* MATERIAL SHOWN
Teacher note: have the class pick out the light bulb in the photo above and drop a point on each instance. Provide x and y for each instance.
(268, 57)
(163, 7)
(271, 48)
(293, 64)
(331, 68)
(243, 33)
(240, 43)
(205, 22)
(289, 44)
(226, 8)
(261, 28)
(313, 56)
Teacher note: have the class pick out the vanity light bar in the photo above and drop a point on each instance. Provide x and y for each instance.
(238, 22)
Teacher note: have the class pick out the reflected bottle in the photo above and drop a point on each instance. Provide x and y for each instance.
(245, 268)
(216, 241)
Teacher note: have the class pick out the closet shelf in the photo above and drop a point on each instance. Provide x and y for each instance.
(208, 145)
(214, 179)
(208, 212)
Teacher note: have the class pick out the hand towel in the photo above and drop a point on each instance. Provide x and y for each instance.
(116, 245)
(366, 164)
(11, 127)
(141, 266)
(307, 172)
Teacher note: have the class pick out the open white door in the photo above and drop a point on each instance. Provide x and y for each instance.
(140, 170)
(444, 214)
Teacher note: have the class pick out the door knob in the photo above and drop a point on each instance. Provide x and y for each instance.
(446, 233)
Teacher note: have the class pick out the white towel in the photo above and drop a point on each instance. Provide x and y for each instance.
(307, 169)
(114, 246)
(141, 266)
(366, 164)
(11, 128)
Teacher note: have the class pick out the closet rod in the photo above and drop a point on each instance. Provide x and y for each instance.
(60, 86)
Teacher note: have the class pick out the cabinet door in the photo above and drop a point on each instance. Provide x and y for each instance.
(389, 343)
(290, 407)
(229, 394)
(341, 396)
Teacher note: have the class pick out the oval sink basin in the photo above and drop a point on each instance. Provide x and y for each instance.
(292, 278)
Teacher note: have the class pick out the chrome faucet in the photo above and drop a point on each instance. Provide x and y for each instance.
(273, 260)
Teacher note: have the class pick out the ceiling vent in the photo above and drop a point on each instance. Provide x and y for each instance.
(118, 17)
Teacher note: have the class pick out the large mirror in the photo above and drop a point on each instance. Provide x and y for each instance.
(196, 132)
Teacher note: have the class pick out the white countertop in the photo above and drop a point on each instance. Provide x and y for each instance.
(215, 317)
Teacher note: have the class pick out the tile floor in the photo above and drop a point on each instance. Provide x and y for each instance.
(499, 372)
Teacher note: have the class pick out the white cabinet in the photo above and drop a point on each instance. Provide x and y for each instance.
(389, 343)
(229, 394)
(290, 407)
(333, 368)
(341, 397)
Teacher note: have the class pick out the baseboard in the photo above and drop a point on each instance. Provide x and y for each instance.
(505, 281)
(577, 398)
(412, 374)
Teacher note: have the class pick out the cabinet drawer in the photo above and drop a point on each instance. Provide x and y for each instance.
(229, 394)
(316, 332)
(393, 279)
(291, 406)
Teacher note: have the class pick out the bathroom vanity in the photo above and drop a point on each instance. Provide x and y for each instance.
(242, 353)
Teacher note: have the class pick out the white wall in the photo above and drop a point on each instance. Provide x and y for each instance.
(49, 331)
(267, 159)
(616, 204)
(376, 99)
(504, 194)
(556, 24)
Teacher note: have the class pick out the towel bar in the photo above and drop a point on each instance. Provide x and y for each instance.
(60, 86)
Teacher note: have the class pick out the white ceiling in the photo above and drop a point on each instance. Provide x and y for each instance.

* WHAT THE EXERCISE ASKS
Output only the lines running from the line with "Teacher note: have the class pick out the ceiling" through the final line of the data, inclusive.

* PROBLEM SOLUTION
Teacher note: have the class pick out the ceiling vent in the photo above and drop a point on each instance. Provide x and y for each instance.
(118, 17)
Teacher note: have the class pick out the large mirror in the photo above and drop a point on each instance. Provide x and y for each instance.
(196, 132)
Teacher note: have the class pick out the white countertop in the photo above and drop a point on each instance. Provide x and y for each instance.
(215, 317)
Teacher note: have the class pick out the tile floor in the photo above and drop a point on each instance. Provide x and y for each instance.
(499, 372)
Teacher note: have the class pick out the white cabinet in the photo above and drop a point on each instance. Provide x and y for each instance.
(389, 343)
(229, 394)
(290, 407)
(333, 368)
(341, 397)
Teacher note: have the class pick out the baseboard in the photo above and drop a point on each instance. Provide x and y for each instance.
(505, 281)
(577, 398)
(412, 374)
Teacher note: have the class pick out the cabinet drawer in the photo above and drop a point on each instance. Provide x and y for each instance.
(229, 394)
(316, 332)
(393, 279)
(291, 406)
Teacher note: have the class pick out the bathroom vanity in the photo above and drop a point on each instance. Provide x and y for each instance.
(242, 353)
Teacher note: have the class pick out the white wall in the photo above and drop a point on each instance. Provide x and y for each instance.
(49, 331)
(267, 159)
(616, 204)
(376, 99)
(504, 194)
(556, 24)
Teacher note: have the class pick out the towel bar in the photo above and drop a point on each instance. Provide x and y for each instance.
(60, 86)
Teacher note: have the class pick out the white ceiling in the photo above and drop a point on each instance. Provide x and y for each instance.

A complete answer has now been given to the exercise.